== Problem to solve ==
Below is a listing to write out in full, exactly as given, without its pictures.

Image location labeling entries
■ ■ ■ ■ ■

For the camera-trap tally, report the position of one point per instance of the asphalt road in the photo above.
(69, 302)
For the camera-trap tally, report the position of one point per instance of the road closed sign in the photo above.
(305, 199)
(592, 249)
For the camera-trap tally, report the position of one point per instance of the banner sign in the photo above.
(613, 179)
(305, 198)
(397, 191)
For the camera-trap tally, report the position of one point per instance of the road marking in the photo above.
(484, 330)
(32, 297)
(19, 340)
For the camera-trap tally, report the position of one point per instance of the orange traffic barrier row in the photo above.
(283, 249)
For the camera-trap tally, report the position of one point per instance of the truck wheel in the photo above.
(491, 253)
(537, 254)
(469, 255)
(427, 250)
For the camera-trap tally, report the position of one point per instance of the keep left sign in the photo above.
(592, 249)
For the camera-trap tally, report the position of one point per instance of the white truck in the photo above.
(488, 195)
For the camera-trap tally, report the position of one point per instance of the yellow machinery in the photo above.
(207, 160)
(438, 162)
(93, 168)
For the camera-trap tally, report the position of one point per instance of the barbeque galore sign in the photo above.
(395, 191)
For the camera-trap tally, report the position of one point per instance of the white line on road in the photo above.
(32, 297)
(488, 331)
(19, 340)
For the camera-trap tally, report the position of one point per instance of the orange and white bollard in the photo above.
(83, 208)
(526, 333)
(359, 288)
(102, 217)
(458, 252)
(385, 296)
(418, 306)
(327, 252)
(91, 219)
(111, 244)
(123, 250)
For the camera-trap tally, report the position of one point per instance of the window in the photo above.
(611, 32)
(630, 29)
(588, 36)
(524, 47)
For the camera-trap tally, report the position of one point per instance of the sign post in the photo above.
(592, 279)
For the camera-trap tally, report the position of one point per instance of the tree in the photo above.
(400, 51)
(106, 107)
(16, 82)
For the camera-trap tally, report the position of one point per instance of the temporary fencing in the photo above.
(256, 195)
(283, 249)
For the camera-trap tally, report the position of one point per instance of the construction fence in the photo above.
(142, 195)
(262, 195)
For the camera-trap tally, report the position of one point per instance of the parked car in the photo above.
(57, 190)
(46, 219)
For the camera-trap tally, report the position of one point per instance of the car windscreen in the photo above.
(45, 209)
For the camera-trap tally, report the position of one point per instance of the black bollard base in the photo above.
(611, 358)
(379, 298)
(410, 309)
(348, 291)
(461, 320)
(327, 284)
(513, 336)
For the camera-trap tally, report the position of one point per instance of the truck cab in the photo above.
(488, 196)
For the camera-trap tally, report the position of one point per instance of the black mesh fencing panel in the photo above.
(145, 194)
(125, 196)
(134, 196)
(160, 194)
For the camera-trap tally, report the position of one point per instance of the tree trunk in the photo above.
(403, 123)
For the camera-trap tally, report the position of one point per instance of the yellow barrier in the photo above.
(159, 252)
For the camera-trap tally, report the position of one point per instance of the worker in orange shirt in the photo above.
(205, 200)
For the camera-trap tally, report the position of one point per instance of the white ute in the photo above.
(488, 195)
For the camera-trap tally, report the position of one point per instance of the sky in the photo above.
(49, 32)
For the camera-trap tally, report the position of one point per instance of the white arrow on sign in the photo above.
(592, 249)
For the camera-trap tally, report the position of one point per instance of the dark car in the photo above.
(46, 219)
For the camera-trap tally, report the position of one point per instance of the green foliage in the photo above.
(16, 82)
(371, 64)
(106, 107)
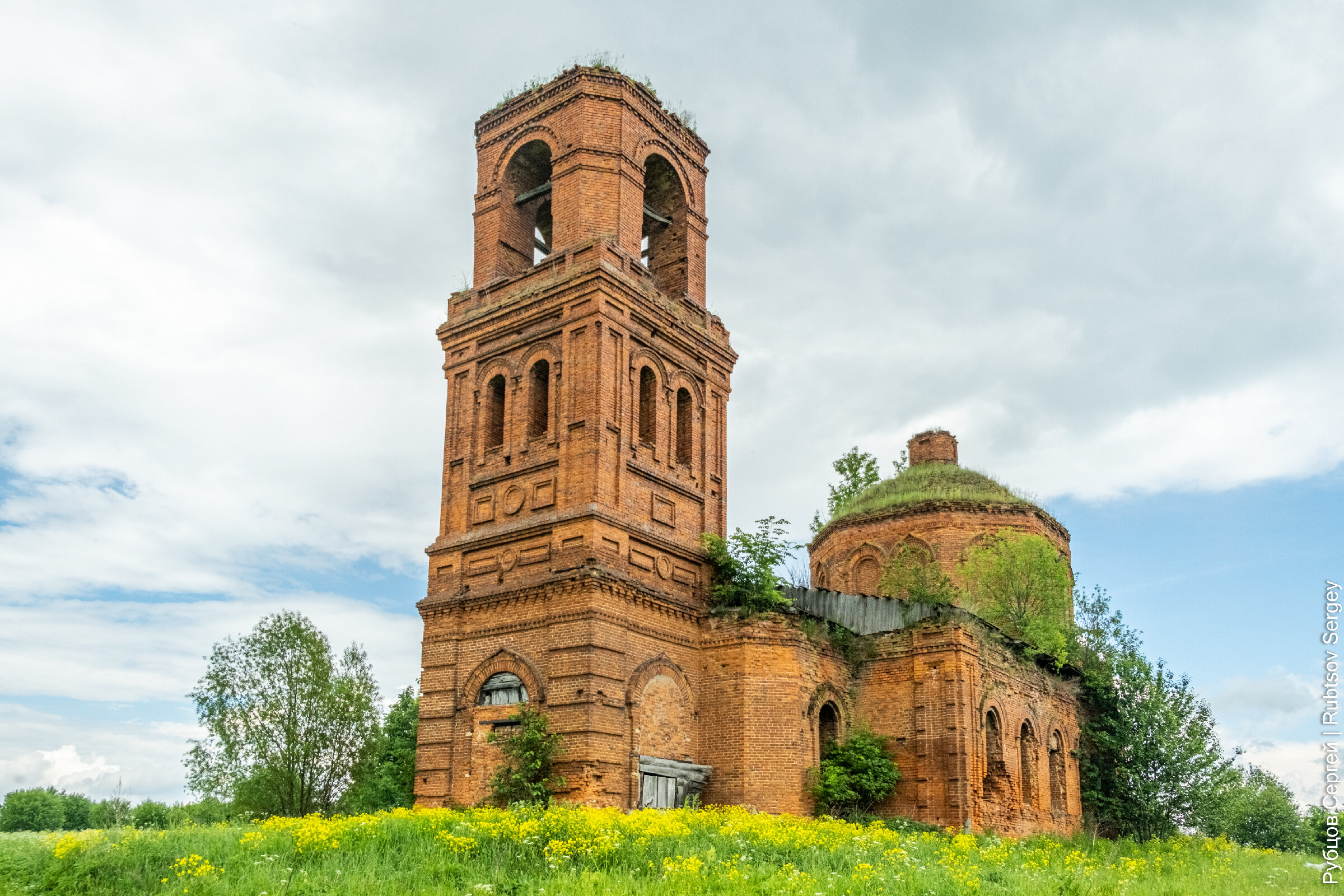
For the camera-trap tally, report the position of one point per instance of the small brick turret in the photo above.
(932, 446)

■ ■ ■ ■ ■

== Result of this exercise ==
For the camera-trap tally, report the position of one point per instance of the asphalt road in the photo above.
(69, 302)
For the camera-trap tally, report the position of one point per instance of the road closed sign in the photo above.
(305, 199)
(592, 249)
For the camera-trap tally, report the position of one point per instance of the banner sign in the photo above.
(613, 179)
(305, 198)
(397, 191)
For the camera-trap tally, report the position of one point per instance of the road marking in the photo above.
(484, 330)
(32, 297)
(19, 340)
For the camera-trap tally, report the position of one point per instance of the orange traffic barrier row in the photo above.
(283, 249)
For the camera-trap tally, report the position of one point per instance of the truck wheel in the photo above.
(491, 253)
(537, 254)
(469, 255)
(427, 250)
For the camera-trap tally, report the position of one point per instance of the keep left sign in the photo above.
(592, 249)
For the camera-trap tally, report the position of one point per instance of the white truck in the photo above.
(488, 195)
For the camera-trap tally, report the position of one point per instance of the yellow machinery in the photo above.
(207, 160)
(438, 162)
(93, 168)
For the camera-trap tally, report the position of one point per instance of the barbeque galore sign in the photo above.
(395, 191)
For the camera-trap tally, report the position of one point per instance of the white line on road in the photo above.
(32, 297)
(488, 331)
(19, 340)
For the camera-trap tally, report the position of one point per instance of the orange and white bollard in the photo above.
(83, 208)
(526, 333)
(359, 288)
(102, 217)
(458, 252)
(385, 296)
(418, 306)
(327, 252)
(91, 219)
(111, 244)
(123, 250)
For the camera-trap tally, report the position of one point per instance of the window in the photo above.
(611, 32)
(630, 29)
(588, 36)
(524, 47)
For the camera-trap tally, report the position of one point per instance of the sign post in the photo above.
(592, 279)
For the camera-trap tally, report the position of one point per instance of the tree in the photo above.
(400, 51)
(106, 107)
(16, 82)
For the camera-trap tally, report the position of one point per instance of the temporary fencing in the photo above.
(256, 195)
(283, 249)
For the camera-trap tally, report the position of one point per instance of the construction fence in the photo above.
(142, 195)
(262, 195)
For the camera-trap tally, report the position of one point per instance of the parked car in the photo above.
(57, 190)
(46, 219)
For the camera-trap tally, report the position of one point per instance of the car windscreen in the photo above.
(45, 209)
For the camera-trap tally, report the position of one point per instance of the black bollard base in the photo above.
(611, 358)
(379, 298)
(410, 309)
(348, 291)
(461, 320)
(327, 284)
(513, 336)
For the camera-trap tally, report the position of one point per instance of the truck cab in the photo above.
(488, 196)
For the camera-trap tally, report the position of one point per instance of the black mesh fencing panel in the photo above.
(145, 194)
(125, 196)
(134, 196)
(160, 194)
For the camera-trap tally, report the position of one point per instance of the tree trunk in the photo above.
(403, 123)
For the camera-trap tally, report the position of one point per instance of the yellow barrier in the photo above.
(159, 252)
For the camera-trap tally, report the position of one point per instance of the worker in orange shirt in the photo above.
(205, 200)
For the camera-trap tally, report the position of one point per instance of the white ute in the photo above.
(488, 195)
For the camera-trap tally, report the position of one point per instance of the sky in the photo above.
(49, 32)
For the camera-trap tally, report the position of one point per instance of the white arrow on sign in the photo above.
(592, 249)
For the camera-trap tally, report the position of one point per instance of the dark car in the photo above.
(46, 219)
For the camera-trap tally, report the position of one point per instance of the green foliage in the photo above.
(16, 82)
(371, 64)
(106, 107)
For the camera-trap tally, report the position of one point per instance of the small brick turret in the photo above.
(932, 446)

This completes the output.